Estratto del documento
☆ ☆ ☆ ☆ ☆

Messina Denaro e la borghesia mafiosa. Mauro Rostagno l’aveva capito (e detto) prima di tutti 35 anni fa

Mauro Rostagno

(DI MASSIMO NOVELLI – Il Fatto Quotidiano) – Giornali, tv, mass media assortiti, si sono scatenati sulla cattura del boss Matteo Messina Denaro, con risultati miseri. La verità e la memoria storica latitano. Nessuno ha ricordato Mauro Rostagno, che per le sue inchieste sulla mafia di Trapani, e quindi dei Messina Denaro, venne ucciso. Se non fosse stato assassinato, il prossimo 6 marzo sarebbe stato il suo ottantunesimo compleanno. Ma l’ex militante di Lotta Continua, che i giudici della Corte di Appello di Trapani definirono “una delle menti più lucide e delle personalità più coraggiose del giornalismo siciliano”, venne ammazzato da un killer della mafia trapanese il 26 settembre del 1988. Si legge nella sentenza di primo grado del processo ai suoi assassini, che lo eliminarono con lo scopo di “mettere a tacere per sempre quella voce che come un tarlo insidiava e minava la sicurezza degli affari e le trame collusive delle cosche con altri ambienti di potere”. Trame che intrecciano Cosa nostra e politica, istituzioni, mondo degli affari (imprese, finanza, ecc.), massoneria: lo scenario in cui si è mosso Messina Denaro.

Del resto, Messina Denaro e i suoi sodali, con e senza coppola, non sembrano essere estranei al delitto Rostagno. Scrivevano le agenzie di stampa il 26 gennaio del 2021: “Francesco Messina Denaro [il padre di Matteo] disse di aver dato incarico a Vincenzo Virga di eseguire l’omicidio di Mauro Rostagno, e questo particolare non è per nulla incompatibile con la ricostruzione di come operassero gli organi di vertice di Cosa nostra nella deliberazione di omicidi eccellenti”. Lo scrive la prima sezione penale della Cassazione, nelle motivazioni della sentenza con cui spiega perché, lo scorso 27 novembre, confermò l’ergastolo per Vincenzo Virga – confermando anche l’assoluzione di Vito Mazzara – per l’omicidio di Mauro Rostagno, il giornalista e sociologo ucciso nel settembre 1988”.

☆ ☆ ☆ ☆ ☆

Dati forniti

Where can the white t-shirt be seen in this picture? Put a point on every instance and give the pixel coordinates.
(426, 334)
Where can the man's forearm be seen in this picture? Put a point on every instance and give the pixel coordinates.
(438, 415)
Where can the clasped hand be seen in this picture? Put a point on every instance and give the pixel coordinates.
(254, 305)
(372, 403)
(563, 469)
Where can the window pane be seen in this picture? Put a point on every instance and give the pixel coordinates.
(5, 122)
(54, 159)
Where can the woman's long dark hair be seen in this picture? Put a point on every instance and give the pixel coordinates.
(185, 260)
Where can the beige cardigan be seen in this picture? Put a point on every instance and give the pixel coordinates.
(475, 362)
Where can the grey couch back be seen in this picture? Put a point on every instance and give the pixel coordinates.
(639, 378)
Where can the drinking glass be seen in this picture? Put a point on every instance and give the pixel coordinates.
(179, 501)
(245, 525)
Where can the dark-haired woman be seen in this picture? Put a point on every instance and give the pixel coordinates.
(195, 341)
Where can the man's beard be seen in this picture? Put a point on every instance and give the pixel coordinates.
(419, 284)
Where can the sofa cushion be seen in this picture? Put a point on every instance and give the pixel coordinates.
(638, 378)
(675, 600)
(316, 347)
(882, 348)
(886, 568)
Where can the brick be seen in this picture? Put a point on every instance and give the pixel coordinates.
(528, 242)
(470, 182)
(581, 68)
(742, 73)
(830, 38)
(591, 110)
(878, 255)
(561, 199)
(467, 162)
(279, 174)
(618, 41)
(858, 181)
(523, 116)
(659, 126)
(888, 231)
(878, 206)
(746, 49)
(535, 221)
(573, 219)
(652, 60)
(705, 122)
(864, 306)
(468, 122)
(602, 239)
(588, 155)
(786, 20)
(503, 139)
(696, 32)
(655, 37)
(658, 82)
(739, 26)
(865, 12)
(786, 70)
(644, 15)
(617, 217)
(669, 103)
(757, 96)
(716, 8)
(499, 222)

☆ ☆ ☆ ☆ ☆

Compiti da svolgere
A - Elenca tutti gli ambiti con cui, secondo l'articolo su Mauro Rostagno, si intrecciano le trame di Cosa nostra.
B - Prosegui l'articolo su Mauro Rostagno scrivendo il seguito della sua ultima frase.
I dati provengono da una fonte diversa da quella del testo.

Risultati dell'esercizio
A - Politica; istituzioni; mondo degli affari (imprese, finanza, ecc.); massoneria.

B -
Antimafia Duemila rammentava nel settembre 2022 che “quando si parla di Francesco Messina Denaro e di Matteo Messina Denaro è inevitabile che si parli anche di mafia trapanese: una mafia non tipicamente violenta o dedita solo ai traffici di droga, ai commerci e scambi di armi, al riciclaggio di denaro, alle estorsioni, agli appalti pilotati, ma capace di essere già in quel 1988 quella Cosa Nostra 2.0 al cui interno è facile trovare pezzi di istituzioni, servizi segreti deviati e che sa come saper mantenere il controllo sulla vita di una città, di una provincia, di una regione e, perché no, dell’intero Stato. Rostagno fu ucciso dalla mafia perché aveva individuato questa ragnatela, per cui è sbagliato parlare di un omicidio voluto da entità esterne a Cosa Nostra ed eseguito dalla mafia. In questa provincia siciliana, quella di Trapani, mafia ed entità esterne da decenni sono un’unica cosa”.

È doveroso dire tutto ciò quando una sbracata truppa mediatica pare avere scoperto, dopo l’arresto del Messina Denaro, l’esistenza della borghesia mafiosa, composta, secondo i suddetti media, da qualche medico, qualche ex massone e qualche imprenditore. La realtà è ben diversa: è quella “ragnatela” mai squarciata, la “ragnatela” politico-mafiosa che impedì al magistrato Teresa Principato di arrivare all’arresto di Matteo Messina Denaro.